Records from an annotation dataset
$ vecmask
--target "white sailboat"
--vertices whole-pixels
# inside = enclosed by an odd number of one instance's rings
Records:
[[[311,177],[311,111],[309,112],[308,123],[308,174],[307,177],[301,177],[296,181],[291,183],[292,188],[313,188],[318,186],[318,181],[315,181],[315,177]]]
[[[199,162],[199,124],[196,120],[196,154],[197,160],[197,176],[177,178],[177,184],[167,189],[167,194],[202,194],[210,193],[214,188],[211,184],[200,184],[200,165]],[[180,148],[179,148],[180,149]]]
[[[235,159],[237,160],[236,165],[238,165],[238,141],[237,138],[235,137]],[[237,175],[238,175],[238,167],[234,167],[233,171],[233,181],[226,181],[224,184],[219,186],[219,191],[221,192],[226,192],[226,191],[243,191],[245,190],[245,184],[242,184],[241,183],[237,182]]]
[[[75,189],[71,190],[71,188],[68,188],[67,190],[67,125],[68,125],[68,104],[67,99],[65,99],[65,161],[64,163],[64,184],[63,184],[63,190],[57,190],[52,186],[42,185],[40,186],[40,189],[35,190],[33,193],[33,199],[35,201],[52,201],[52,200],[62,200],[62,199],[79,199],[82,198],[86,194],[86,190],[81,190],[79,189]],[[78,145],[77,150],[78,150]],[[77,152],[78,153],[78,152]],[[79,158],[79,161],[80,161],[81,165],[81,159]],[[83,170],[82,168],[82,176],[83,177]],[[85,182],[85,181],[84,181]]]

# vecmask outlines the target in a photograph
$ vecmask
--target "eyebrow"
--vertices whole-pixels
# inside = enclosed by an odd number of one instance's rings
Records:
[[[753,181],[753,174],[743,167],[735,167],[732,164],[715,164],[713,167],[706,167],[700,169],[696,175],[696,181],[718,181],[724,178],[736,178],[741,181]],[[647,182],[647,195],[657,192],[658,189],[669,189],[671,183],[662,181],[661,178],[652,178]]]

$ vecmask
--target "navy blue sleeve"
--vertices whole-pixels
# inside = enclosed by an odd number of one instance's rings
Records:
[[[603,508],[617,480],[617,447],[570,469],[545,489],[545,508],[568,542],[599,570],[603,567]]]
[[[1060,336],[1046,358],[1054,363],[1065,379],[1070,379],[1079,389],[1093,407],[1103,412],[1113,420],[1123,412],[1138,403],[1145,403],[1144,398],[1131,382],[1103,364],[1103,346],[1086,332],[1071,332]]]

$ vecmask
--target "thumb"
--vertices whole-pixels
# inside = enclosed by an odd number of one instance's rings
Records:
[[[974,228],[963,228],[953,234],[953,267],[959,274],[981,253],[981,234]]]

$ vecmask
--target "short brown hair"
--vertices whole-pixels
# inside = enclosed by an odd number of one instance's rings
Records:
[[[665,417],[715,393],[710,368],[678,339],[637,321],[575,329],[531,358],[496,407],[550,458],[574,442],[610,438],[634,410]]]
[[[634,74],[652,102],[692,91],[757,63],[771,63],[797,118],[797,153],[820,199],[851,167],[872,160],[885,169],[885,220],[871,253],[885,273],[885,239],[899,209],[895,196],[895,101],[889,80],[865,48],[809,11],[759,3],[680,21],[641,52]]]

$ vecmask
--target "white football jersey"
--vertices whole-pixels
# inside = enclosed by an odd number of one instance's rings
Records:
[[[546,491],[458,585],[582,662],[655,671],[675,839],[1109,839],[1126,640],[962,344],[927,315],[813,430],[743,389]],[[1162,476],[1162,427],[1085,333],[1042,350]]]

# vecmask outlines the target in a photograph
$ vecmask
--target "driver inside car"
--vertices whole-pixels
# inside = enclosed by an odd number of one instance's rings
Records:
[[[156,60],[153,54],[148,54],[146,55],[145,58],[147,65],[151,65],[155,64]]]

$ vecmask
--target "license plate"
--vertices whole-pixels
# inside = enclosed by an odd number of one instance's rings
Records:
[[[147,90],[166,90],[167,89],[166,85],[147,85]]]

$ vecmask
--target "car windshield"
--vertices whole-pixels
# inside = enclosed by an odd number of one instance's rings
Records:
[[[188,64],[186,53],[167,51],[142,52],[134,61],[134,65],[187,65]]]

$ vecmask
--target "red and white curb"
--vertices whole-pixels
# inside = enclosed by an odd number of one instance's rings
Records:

Directive
List every line of the material above that contains the string "target", copying each one in full. Case matters when matching.

Result
--target "white sailboat"
# vecmask outlines the target in a photograph
--target "eyebrow"
--target "navy blue sleeve"
--target "thumb"
--target "short brown hair"
--target "white football jersey"
# vecmask outlines the target in a photograph
--target "driver inside car"
--target "license plate"
--target "car windshield"
--target "red and white curb"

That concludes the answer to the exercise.